● **WORK INSTRUCTIONS**:
Every line from the one containing "Where can you find the chrome front" to the final line of the material below must be reproduced exactly; leave out all other lines.

[Extracted records]
----
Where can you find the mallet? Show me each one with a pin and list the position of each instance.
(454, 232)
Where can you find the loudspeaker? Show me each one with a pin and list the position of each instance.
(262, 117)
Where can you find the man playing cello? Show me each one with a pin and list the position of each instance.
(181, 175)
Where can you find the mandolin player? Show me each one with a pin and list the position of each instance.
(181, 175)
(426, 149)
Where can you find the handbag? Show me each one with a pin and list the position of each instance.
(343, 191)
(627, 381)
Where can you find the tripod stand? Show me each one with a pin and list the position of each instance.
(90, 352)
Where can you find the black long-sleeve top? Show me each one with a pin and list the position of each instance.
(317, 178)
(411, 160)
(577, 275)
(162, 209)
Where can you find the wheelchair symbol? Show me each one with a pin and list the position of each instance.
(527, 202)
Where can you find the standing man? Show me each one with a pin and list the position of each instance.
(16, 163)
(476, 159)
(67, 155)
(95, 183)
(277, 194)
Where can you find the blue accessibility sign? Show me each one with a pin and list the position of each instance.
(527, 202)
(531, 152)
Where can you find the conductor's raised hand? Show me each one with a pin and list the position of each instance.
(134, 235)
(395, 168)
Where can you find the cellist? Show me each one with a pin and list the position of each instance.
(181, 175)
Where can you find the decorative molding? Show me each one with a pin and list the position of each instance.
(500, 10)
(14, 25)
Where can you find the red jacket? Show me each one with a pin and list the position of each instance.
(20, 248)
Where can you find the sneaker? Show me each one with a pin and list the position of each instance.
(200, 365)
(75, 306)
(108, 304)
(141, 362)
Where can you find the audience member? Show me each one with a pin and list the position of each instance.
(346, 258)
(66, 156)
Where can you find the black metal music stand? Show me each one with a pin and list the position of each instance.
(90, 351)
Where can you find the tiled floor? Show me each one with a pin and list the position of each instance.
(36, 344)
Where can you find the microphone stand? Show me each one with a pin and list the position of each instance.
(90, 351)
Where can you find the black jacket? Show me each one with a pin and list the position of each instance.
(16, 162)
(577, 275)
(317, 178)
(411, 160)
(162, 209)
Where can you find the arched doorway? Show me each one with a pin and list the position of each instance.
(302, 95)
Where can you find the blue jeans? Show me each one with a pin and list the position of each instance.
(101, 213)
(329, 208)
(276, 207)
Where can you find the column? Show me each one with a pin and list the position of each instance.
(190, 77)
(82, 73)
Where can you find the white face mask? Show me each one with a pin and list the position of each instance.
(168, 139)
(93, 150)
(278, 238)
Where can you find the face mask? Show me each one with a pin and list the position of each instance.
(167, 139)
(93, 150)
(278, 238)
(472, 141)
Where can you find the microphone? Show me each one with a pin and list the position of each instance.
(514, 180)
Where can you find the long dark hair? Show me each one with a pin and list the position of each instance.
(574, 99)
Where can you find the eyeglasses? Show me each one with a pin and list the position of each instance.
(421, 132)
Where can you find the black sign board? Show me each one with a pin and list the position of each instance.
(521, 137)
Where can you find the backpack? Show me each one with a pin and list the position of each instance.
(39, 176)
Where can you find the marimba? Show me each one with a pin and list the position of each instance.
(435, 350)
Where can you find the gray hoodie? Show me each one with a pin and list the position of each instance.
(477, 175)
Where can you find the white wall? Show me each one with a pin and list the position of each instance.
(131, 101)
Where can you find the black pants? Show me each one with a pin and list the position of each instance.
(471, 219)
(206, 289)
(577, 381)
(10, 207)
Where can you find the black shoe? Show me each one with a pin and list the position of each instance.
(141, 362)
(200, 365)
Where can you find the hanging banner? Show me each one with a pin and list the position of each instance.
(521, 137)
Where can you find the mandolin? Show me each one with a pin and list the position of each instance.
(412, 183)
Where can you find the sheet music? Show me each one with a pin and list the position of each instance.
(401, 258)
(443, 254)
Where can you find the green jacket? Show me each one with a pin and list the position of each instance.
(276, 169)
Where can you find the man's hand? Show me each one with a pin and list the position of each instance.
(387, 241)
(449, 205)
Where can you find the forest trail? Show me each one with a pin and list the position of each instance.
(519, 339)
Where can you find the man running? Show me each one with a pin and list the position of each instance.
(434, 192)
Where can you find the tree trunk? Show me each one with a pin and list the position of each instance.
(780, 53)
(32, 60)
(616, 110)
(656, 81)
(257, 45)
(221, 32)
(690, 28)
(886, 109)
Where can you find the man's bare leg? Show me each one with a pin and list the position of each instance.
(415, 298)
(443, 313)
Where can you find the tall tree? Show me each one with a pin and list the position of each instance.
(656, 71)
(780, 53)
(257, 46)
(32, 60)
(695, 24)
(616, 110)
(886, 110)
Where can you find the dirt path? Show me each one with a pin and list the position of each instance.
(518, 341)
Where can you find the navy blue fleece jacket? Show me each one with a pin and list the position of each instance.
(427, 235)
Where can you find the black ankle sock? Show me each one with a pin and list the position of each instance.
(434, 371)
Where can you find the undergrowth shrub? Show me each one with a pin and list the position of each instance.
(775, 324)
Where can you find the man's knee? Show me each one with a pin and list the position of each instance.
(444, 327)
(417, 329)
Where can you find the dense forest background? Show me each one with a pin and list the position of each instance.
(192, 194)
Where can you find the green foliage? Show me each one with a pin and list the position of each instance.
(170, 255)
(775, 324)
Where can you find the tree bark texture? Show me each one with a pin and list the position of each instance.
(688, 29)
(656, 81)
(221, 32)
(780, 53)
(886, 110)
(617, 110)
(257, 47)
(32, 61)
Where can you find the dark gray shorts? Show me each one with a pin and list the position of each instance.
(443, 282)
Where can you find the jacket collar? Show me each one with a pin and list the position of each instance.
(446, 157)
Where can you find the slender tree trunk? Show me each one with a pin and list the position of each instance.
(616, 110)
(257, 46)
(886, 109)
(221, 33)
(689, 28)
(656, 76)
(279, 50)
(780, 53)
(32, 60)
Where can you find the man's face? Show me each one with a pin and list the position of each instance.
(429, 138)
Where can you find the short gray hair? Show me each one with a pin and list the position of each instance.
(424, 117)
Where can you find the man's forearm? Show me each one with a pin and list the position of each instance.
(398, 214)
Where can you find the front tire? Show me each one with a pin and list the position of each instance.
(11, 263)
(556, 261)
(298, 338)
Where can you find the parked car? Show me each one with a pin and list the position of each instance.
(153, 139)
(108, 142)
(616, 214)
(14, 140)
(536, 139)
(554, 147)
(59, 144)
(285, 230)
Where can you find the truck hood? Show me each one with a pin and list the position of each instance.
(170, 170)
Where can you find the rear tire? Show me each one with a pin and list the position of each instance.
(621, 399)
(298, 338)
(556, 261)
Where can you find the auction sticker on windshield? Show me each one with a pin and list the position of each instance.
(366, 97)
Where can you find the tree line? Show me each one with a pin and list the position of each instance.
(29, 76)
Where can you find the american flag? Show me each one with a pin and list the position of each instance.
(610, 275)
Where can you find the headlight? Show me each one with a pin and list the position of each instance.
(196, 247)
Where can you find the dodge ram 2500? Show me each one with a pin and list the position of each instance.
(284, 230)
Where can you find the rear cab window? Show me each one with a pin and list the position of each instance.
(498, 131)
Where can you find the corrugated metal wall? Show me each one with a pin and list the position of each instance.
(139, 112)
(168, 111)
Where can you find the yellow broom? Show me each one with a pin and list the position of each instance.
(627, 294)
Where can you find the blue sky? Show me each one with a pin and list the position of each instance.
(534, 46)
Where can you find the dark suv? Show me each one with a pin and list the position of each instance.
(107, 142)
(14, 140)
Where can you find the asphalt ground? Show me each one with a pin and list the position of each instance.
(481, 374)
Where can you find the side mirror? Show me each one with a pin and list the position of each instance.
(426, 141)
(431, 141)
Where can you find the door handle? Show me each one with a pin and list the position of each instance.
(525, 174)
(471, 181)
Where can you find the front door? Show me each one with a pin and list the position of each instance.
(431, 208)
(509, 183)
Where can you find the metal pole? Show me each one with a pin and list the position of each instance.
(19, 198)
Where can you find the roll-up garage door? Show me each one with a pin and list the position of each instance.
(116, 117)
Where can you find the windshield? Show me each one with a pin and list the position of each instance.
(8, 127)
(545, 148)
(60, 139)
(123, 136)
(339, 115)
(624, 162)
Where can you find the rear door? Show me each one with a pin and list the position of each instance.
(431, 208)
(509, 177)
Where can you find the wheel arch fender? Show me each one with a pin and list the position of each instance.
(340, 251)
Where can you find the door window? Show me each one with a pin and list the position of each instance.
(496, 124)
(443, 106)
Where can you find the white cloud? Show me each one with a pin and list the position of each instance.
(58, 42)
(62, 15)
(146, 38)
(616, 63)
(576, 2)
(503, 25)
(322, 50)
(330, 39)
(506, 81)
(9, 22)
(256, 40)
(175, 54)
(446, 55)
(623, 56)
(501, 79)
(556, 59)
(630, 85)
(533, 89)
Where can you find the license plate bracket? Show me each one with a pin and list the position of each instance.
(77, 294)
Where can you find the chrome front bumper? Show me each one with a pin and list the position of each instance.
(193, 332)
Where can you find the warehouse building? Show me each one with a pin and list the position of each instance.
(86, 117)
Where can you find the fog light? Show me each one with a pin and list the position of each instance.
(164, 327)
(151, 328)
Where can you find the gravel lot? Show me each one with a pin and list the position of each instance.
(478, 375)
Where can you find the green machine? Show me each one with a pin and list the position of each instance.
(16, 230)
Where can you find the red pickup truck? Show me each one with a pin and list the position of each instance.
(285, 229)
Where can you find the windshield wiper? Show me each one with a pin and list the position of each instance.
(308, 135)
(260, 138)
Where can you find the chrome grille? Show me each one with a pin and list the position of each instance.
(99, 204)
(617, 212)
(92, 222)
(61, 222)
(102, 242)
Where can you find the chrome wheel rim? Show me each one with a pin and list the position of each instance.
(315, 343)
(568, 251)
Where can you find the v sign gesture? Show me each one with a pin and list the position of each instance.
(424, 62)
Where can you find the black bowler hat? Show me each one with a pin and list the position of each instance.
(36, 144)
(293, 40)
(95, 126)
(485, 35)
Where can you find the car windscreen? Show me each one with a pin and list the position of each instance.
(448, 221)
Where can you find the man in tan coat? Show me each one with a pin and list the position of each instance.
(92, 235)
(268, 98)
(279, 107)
----
● **EXERCISE OUTPUT**:
Where can you find the chrome front bumper? Show me each one with a pin and list the position of each instance.
(193, 332)
Where can you find the warehouse building? Show me each one with a pin and list the position of each instance.
(86, 117)
Where can you find the fog light? Show me each one with a pin and list the position of each instance.
(164, 327)
(151, 328)
Where can you find the gravel lot? Show me each one with a pin and list the position of each instance.
(478, 375)
Where can you find the green machine? Show me each one with a pin and list the position of each instance.
(16, 230)
Where can you find the red pickup truck? Show me each one with a pin and list the position of each instance.
(285, 229)
Where can you find the windshield wiper? Show me each one with a pin and list the position of each instance.
(308, 135)
(260, 138)
Where can you find the chrome grille? Show me each one with a pin and list the position of each instance.
(99, 204)
(617, 212)
(92, 222)
(61, 222)
(102, 242)
Where can you find the chrome wheel rim? Show me each one with a pin and list the position of each instance.
(315, 343)
(568, 251)
Where can you find the v sign gesture? Show me each one with a pin and list the position of each instance.
(424, 62)
Where can you find the black bowler hat? Show me each one with a pin and list the position of each instance.
(36, 144)
(293, 40)
(95, 126)
(485, 35)
Where can you find the car windscreen? Show me each one with a pin and list the position of each instance.
(448, 221)
Where can you find the man in tan coat? Show me each one with a pin and list the position of each instance.
(92, 235)
(268, 98)
(279, 107)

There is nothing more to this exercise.